WRITTEN TASK 1: In the post on female entrepreneurs and UK growth, why were six White Papers published? Answer in one to three sentences.
WRITTEN TASK 2: Carry on the post about female entrepreneurs and UK growth, starting after its last sentence.

SOURCE DOCUMENT:
Female entrepreneurs becoming drivers of UK growth

By Sara Carter - Posted on 25 April 2013

Sara Carter, Head of Department, Hunter Centre for Entrepreneurship explores her role within the new Enterprise Research Centre…

This week saw the publication of the first major research from the newly established Enterprise Research Centre. You may not have heard of it yet but the role of the ERC is to ask big questions on behalf of small and medium sized enterprises.

The ERC is a partnership between six different academic organisations including Strathclyde Business School. The organisation exists to conduct relevant research in areas including finance, leadership, management and export to the UK’s SMEs. Central to the ERC is the idea of sharing information.

In the next three years 29 separate research projects will be conducted in six areas. To mark the launch of the ERC six White Papers were published to mark the start of what we hope will be a long term relationship with businesses across the UK. In my own area our paper focused on ‘Diversity and business growth’ which threw light on the role women are playing in the current economic climate.

INFORMATION SHOWN:
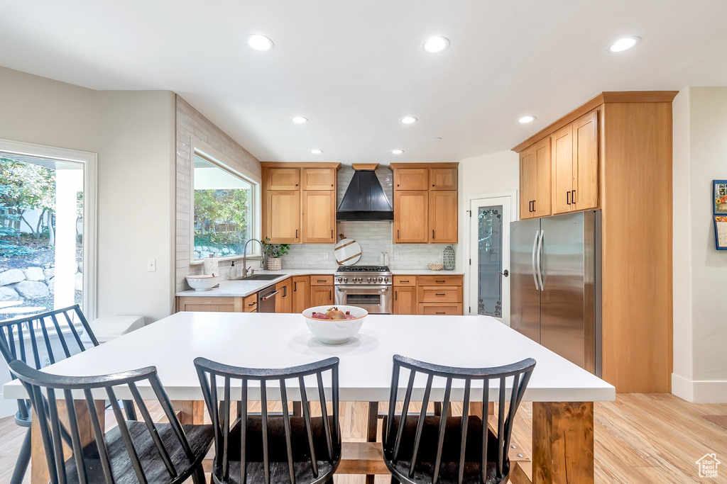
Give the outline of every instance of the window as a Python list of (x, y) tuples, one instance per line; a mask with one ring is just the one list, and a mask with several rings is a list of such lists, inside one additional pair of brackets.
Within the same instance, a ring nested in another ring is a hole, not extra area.
[[(255, 237), (257, 186), (201, 152), (194, 155), (193, 258), (242, 255)], [(257, 254), (251, 244), (248, 254)]]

EXPECTED ANSWER 1: The six White Papers were published to mark the launch of the Enterprise Research Centre. They also marked the start of what the ERC hopes will be a long-term relationship with businesses across the UK.

EXPECTED ANSWER 2:
Businesses led by women add around £130bn to the UK economy but the figure could be more with countries such as the USA already much further ahead. Only 20% of the 4.8m people working in enterprise are women – in the US the number has soared in recent years to 54%.

What is interesting about the figures is that they highlight the growing role women are playing in helping grow the economy and in the US women owned enterprises are starting up at a rate of 550 a day. Our White Paper shows that in the UK there is a clear enterprise gap between men and women. Our research indicates that an extra 150,000 businesses would be created if female ownership levels were the same as men.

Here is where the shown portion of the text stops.